━━━━━ Material shown

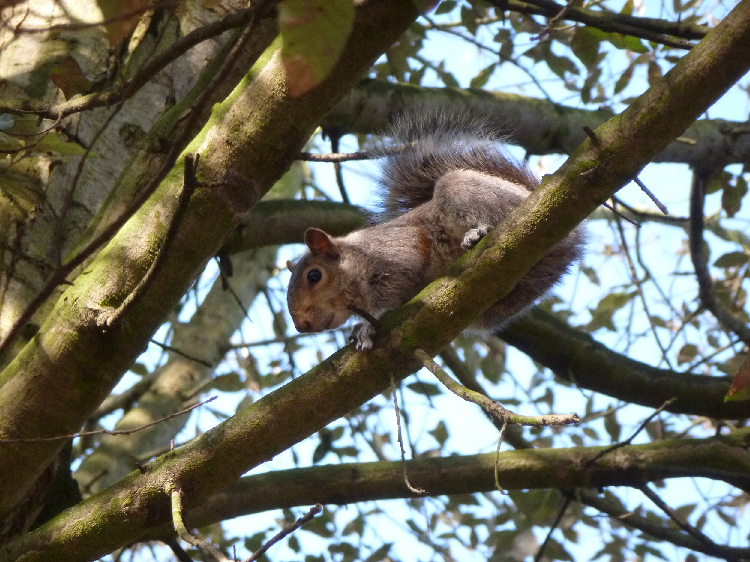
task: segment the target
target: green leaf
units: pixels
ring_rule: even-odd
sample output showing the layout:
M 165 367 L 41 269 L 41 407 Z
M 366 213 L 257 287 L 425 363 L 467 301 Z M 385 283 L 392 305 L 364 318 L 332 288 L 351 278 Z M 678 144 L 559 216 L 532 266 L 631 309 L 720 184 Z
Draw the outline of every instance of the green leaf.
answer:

━━━━━━━━━━

• [Task directions]: Update the records by replacing every "green leaf" with "oak leaf" and leaving everything else unchanged. Don't include the pictures in your answer.

• [Exercise output]:
task: segment the target
target: oak leaf
units: pixels
ring_rule: even-odd
sample output showing the layout:
M 165 367 L 41 269 L 41 407 Z
M 366 213 L 257 287 L 425 363 L 467 301 Z M 385 283 L 392 305 L 364 318 L 332 288 L 351 278 Z M 678 144 L 559 216 L 532 266 L 631 309 L 720 184 Z
Draw the outline of every instance of the oak leaf.
answer:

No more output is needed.